== What needs to be done ==
Copy out the lines verbatim, beginning with the line that contains "For every <instance> block, the" and continuing through the line that contains "box: [477, 3, 646, 100]". Give nothing besides those lines.

== Data for analysis ==
━━━━━━

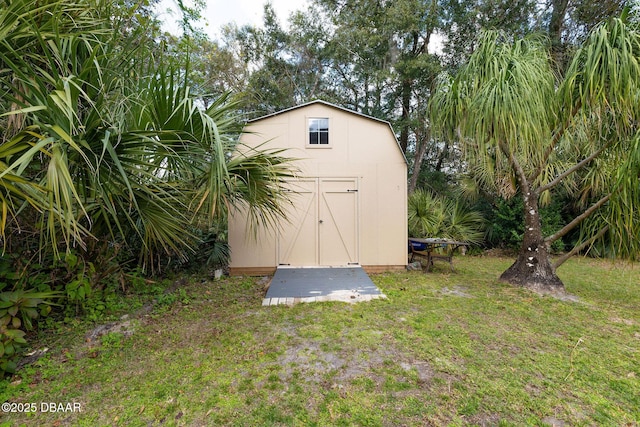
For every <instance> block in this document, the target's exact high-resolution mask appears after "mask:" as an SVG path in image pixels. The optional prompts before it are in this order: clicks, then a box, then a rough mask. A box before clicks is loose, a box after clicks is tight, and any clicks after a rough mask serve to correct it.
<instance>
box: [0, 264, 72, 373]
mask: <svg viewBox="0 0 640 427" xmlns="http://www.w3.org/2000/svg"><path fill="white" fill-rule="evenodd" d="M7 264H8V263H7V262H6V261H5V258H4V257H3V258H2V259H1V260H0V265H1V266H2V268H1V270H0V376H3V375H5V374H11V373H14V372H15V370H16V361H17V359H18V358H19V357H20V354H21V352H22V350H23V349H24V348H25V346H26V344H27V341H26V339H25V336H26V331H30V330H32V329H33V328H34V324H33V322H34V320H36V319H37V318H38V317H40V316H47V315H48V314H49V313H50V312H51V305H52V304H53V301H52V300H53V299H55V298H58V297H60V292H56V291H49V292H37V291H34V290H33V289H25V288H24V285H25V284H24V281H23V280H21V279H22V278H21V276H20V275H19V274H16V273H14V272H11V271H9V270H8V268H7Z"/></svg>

━━━━━━

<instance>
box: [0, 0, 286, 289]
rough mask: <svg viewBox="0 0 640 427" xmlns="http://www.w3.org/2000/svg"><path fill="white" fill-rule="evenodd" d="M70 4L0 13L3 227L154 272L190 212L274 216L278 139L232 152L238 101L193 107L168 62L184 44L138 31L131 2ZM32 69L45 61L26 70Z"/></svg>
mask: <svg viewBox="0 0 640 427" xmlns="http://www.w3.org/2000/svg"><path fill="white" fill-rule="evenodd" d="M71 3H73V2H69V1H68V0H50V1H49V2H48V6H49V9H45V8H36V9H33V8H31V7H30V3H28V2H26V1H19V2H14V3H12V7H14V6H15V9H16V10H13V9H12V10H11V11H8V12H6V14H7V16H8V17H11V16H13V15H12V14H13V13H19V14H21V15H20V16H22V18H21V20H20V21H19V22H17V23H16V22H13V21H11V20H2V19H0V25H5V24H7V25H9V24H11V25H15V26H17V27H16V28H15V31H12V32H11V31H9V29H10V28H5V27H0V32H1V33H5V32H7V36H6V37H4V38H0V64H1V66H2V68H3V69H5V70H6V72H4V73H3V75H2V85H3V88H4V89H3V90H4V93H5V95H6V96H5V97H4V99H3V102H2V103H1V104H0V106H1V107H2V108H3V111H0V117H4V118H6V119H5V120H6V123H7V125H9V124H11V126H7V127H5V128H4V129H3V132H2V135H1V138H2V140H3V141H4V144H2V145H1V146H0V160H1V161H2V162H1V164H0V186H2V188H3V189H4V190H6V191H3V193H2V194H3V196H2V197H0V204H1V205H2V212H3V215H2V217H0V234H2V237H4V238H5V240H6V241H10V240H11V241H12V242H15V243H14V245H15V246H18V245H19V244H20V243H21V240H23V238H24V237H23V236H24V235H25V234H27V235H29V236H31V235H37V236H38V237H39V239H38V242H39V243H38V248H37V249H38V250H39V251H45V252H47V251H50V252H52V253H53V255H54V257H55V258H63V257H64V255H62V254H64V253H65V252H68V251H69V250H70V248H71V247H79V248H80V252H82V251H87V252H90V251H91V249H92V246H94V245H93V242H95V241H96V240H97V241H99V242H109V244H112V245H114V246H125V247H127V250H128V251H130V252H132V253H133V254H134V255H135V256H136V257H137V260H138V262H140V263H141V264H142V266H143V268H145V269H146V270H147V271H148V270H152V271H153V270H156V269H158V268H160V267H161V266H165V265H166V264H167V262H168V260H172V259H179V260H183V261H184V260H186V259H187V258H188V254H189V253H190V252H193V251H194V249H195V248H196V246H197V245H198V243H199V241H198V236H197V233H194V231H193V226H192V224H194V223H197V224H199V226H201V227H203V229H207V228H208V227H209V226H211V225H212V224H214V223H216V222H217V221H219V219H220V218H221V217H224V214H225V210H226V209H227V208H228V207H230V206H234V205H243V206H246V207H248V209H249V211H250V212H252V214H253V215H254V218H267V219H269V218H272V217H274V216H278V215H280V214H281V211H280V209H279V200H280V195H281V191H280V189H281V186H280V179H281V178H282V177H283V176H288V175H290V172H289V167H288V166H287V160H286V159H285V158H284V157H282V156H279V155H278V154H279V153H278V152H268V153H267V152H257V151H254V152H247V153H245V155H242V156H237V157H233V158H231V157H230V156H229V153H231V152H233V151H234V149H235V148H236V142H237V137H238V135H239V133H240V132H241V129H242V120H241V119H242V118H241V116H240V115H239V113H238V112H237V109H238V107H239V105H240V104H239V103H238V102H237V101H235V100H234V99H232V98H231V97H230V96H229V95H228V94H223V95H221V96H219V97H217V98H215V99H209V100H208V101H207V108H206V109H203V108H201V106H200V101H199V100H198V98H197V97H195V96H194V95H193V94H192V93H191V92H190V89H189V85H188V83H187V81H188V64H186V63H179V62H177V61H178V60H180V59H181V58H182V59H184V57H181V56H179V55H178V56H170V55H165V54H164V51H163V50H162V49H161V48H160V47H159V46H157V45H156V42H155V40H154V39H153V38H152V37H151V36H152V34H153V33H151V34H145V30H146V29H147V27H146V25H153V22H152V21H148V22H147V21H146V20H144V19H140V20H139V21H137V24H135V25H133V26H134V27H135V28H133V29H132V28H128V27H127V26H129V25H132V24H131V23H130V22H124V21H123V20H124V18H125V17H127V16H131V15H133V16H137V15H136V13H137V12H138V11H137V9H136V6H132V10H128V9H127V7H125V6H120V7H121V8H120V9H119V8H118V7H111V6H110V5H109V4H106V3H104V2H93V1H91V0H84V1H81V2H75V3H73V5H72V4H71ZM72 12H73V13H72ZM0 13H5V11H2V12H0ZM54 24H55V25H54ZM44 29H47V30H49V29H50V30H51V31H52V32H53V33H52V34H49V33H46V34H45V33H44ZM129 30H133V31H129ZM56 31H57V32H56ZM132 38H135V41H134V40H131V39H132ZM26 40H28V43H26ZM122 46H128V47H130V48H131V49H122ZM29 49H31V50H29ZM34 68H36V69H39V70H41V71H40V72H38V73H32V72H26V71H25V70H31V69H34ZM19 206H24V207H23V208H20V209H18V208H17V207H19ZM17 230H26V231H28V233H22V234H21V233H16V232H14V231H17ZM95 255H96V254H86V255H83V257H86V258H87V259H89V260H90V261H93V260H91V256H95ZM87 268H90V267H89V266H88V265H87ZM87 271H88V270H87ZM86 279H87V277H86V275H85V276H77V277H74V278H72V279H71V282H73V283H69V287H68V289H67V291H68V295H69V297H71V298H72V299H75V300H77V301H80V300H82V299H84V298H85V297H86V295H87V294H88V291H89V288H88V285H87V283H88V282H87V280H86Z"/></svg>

━━━━━━

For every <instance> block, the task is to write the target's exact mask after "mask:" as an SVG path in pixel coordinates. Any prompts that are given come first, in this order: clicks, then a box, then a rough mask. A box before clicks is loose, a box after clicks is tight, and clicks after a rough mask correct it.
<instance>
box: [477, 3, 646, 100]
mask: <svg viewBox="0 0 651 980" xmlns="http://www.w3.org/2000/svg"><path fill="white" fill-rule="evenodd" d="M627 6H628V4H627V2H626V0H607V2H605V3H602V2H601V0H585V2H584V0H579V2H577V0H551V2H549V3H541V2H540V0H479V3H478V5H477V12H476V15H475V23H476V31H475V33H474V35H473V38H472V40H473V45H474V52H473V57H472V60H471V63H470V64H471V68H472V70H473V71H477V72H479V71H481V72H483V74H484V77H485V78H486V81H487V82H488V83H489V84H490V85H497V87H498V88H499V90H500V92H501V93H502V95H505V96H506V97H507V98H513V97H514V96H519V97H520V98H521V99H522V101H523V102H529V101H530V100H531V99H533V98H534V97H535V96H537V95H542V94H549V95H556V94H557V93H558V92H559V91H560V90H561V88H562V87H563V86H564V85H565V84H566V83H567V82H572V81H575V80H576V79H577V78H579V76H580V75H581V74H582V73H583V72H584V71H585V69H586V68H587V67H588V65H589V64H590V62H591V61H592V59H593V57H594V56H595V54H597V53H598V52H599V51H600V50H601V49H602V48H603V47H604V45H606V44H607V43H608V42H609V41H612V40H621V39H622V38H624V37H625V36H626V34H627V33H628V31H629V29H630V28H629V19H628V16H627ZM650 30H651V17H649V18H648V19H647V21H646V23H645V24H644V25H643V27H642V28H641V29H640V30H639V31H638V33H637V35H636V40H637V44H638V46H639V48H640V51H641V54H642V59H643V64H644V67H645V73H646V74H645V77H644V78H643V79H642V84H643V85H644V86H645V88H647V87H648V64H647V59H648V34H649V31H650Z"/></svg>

━━━━━━

== Exercise output ==
For every <instance> block, the task is to write the target's exact mask after "mask:" as an SVG path in pixel coordinates. Any prompts that are given come first, in this order: clicks, then a box, then a rough mask. A box before clicks is loose, a box after clicks is tight, and clicks after a rough mask correct it.
<instance>
box: [477, 3, 646, 100]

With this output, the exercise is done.